== Your goal ==
Change "green railing" to "wooden railing" in the stretch of data from the line containing "[trace] green railing" through the line containing "Trace the outline of every instance of the green". Return only those lines, with everything else left as it is.

★ ★ ★ ★

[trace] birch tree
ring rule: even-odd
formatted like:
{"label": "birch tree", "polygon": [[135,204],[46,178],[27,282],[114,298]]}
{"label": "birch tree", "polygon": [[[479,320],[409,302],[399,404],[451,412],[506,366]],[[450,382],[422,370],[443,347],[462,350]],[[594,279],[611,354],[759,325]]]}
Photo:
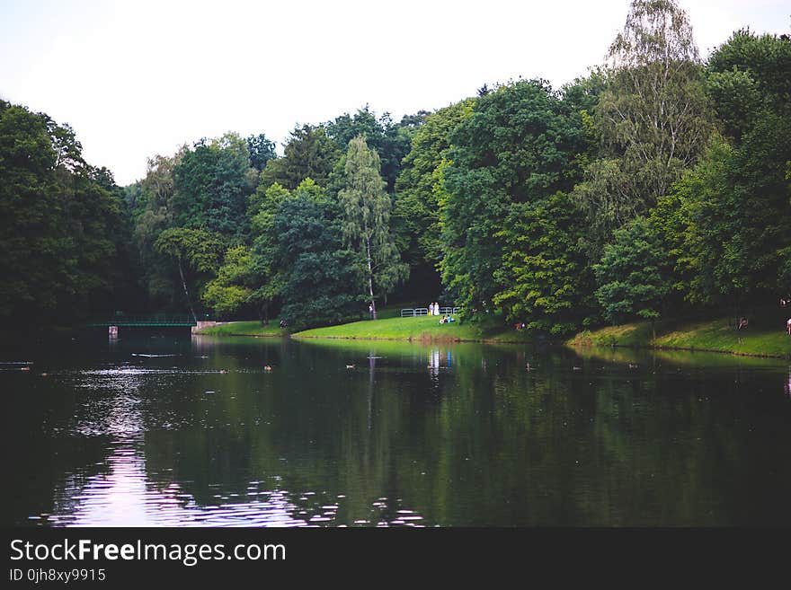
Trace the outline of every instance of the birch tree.
{"label": "birch tree", "polygon": [[711,130],[703,66],[674,0],[633,0],[609,48],[594,120],[600,157],[577,188],[600,247],[691,167]]}
{"label": "birch tree", "polygon": [[378,295],[392,290],[409,273],[390,233],[390,197],[385,192],[380,169],[378,154],[369,149],[363,136],[349,142],[346,186],[338,193],[343,241],[360,255],[360,274],[373,319],[377,318]]}

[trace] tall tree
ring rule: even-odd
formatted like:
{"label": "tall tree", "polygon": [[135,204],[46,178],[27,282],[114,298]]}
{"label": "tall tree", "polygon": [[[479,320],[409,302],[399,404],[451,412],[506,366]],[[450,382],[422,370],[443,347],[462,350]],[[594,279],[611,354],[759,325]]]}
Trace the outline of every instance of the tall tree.
{"label": "tall tree", "polygon": [[665,311],[672,290],[672,262],[660,232],[645,217],[635,217],[615,233],[604,256],[593,266],[600,286],[596,298],[614,323],[650,320]]}
{"label": "tall tree", "polygon": [[250,165],[258,173],[266,167],[266,163],[278,157],[275,144],[262,133],[247,137],[247,151],[250,153]]}
{"label": "tall tree", "polygon": [[390,233],[390,198],[379,170],[379,156],[369,149],[365,137],[352,139],[346,154],[346,187],[338,193],[338,201],[343,212],[344,242],[363,260],[374,319],[377,293],[387,294],[409,272]]}
{"label": "tall tree", "polygon": [[528,227],[509,219],[515,219],[511,216],[520,204],[572,189],[587,140],[575,105],[543,81],[487,91],[450,140],[449,163],[440,168],[446,191],[440,200],[442,277],[459,294],[457,303],[471,313],[492,309],[498,294],[504,304],[512,300],[506,293],[520,292],[501,269],[504,258],[516,262],[524,246],[520,232]]}
{"label": "tall tree", "polygon": [[169,256],[175,260],[187,306],[190,308],[192,319],[197,321],[198,316],[192,305],[185,270],[195,270],[204,277],[207,274],[216,273],[225,250],[222,236],[202,229],[173,227],[159,234],[154,247],[160,254]]}
{"label": "tall tree", "polygon": [[692,29],[674,0],[633,0],[608,74],[595,117],[601,157],[577,188],[594,257],[617,227],[667,193],[711,129]]}
{"label": "tall tree", "polygon": [[448,157],[450,134],[472,114],[473,103],[467,99],[428,115],[404,159],[396,182],[392,223],[398,250],[411,266],[425,262],[435,268],[442,258],[437,169]]}
{"label": "tall tree", "polygon": [[292,329],[338,323],[359,305],[357,257],[343,247],[337,209],[320,189],[298,190],[274,217],[277,258],[287,269],[281,316]]}
{"label": "tall tree", "polygon": [[261,183],[269,188],[275,182],[293,190],[307,178],[324,187],[341,157],[337,145],[324,128],[303,125],[291,131],[282,158],[270,160],[261,173]]}
{"label": "tall tree", "polygon": [[227,236],[247,232],[247,199],[254,189],[247,142],[235,133],[201,140],[173,169],[175,223]]}

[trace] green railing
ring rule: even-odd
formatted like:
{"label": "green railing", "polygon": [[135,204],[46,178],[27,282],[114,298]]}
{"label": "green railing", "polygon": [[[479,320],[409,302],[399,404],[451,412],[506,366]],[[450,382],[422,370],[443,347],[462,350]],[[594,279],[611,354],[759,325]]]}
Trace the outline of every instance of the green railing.
{"label": "green railing", "polygon": [[114,315],[109,318],[96,318],[87,322],[90,327],[119,326],[129,327],[166,327],[166,326],[194,326],[195,320],[190,314],[154,315]]}

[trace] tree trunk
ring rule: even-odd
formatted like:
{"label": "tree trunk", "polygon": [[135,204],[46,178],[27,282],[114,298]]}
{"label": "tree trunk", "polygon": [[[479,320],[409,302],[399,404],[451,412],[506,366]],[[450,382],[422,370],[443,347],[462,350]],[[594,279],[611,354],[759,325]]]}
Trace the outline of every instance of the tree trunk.
{"label": "tree trunk", "polygon": [[374,272],[370,260],[370,240],[365,241],[365,253],[368,257],[368,293],[371,299],[371,320],[377,319],[377,302],[374,301]]}
{"label": "tree trunk", "polygon": [[192,313],[192,319],[195,321],[195,323],[198,323],[198,316],[195,315],[195,310],[192,309],[192,302],[190,299],[190,291],[187,290],[187,281],[184,279],[184,271],[182,269],[182,259],[178,259],[179,260],[179,275],[182,276],[182,285],[184,286],[184,295],[187,296],[187,305],[190,306],[190,311]]}

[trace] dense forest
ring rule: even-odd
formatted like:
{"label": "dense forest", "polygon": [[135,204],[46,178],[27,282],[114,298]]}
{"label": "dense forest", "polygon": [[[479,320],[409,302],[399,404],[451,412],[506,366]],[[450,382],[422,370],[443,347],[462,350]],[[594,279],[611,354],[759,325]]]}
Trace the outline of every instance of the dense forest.
{"label": "dense forest", "polygon": [[[0,319],[146,312],[303,328],[439,300],[564,334],[791,298],[791,40],[707,59],[635,0],[606,63],[396,121],[227,133],[119,187],[75,131],[0,101]],[[724,313],[727,314],[727,313]]]}

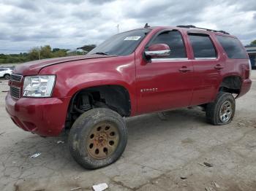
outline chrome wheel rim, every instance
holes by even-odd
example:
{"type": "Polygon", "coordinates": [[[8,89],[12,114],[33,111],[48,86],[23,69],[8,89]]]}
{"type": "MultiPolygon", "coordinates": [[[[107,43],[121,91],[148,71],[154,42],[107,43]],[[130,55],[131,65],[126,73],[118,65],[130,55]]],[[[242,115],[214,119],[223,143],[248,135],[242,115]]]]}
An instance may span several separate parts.
{"type": "Polygon", "coordinates": [[[119,132],[110,122],[101,122],[93,127],[86,138],[86,149],[91,157],[104,159],[111,155],[119,143],[119,132]]]}
{"type": "Polygon", "coordinates": [[[225,101],[219,109],[219,120],[222,122],[227,122],[232,116],[233,114],[233,108],[232,104],[230,101],[225,101]]]}

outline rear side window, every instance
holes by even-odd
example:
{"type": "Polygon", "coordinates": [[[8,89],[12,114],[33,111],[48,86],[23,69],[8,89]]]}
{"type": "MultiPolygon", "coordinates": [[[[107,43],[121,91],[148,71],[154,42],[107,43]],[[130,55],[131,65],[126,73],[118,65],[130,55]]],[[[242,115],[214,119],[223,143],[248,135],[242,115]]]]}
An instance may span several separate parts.
{"type": "Polygon", "coordinates": [[[159,34],[151,44],[166,44],[170,49],[169,58],[187,58],[186,48],[179,31],[165,31],[159,34]]]}
{"type": "Polygon", "coordinates": [[[247,58],[246,53],[238,39],[219,35],[216,36],[229,58],[247,58]]]}
{"type": "Polygon", "coordinates": [[[216,50],[207,34],[189,34],[195,58],[216,58],[216,50]]]}

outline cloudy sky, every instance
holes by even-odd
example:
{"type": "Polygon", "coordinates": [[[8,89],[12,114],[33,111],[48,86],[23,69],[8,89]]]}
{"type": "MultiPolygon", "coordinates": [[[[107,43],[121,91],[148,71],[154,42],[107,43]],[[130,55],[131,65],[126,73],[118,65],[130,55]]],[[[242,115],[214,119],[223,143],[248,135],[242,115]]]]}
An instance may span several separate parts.
{"type": "Polygon", "coordinates": [[[119,30],[192,24],[256,39],[255,0],[0,0],[0,53],[98,44],[119,30]]]}

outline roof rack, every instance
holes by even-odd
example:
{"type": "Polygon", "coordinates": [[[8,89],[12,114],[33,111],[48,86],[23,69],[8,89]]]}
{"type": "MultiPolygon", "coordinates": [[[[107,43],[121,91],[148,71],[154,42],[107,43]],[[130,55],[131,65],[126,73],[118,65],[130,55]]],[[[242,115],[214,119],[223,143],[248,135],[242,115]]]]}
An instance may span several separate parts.
{"type": "Polygon", "coordinates": [[[230,34],[229,33],[227,33],[226,31],[217,31],[217,30],[214,30],[214,29],[200,28],[200,27],[196,27],[195,26],[192,26],[192,25],[189,25],[189,26],[177,26],[177,27],[187,28],[192,28],[206,30],[207,31],[211,31],[211,32],[223,33],[223,34],[230,34]]]}

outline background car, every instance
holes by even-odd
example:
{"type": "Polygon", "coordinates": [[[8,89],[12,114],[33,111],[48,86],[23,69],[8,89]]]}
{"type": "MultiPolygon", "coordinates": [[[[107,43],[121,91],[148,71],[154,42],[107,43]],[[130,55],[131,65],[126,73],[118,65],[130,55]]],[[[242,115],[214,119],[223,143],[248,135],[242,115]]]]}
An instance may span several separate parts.
{"type": "Polygon", "coordinates": [[[12,66],[0,67],[0,78],[4,78],[4,79],[10,79],[11,77],[12,70],[13,68],[12,66]]]}

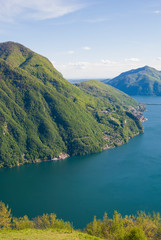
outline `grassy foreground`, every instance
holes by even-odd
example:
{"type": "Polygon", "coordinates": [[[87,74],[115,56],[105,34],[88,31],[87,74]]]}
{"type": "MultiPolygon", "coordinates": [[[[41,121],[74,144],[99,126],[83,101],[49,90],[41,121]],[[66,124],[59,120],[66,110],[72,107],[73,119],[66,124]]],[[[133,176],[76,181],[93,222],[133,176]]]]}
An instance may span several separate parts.
{"type": "Polygon", "coordinates": [[[99,240],[102,238],[90,236],[86,233],[53,229],[25,229],[25,230],[3,230],[0,231],[0,240],[99,240]]]}

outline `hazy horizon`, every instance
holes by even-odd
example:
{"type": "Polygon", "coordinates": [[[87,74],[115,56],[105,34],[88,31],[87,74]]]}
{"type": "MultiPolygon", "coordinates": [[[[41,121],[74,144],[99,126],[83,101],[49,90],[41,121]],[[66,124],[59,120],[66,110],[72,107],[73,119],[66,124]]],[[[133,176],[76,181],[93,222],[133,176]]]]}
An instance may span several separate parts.
{"type": "Polygon", "coordinates": [[[1,42],[47,57],[65,78],[161,70],[160,0],[3,0],[1,42]]]}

★ ★ ★ ★

== Result of the exercise ==
[trace] wooden railing
ring rule: even-odd
formatted like:
{"label": "wooden railing", "polygon": [[135,204],[46,178],[27,282],[114,298]]}
{"label": "wooden railing", "polygon": [[[479,320],[409,302],[399,404],[451,412],[506,366]],[[450,382],[422,370],[443,347],[462,350]],[[594,279],[611,354],[759,325]]]}
Trace the outline of every instance of the wooden railing.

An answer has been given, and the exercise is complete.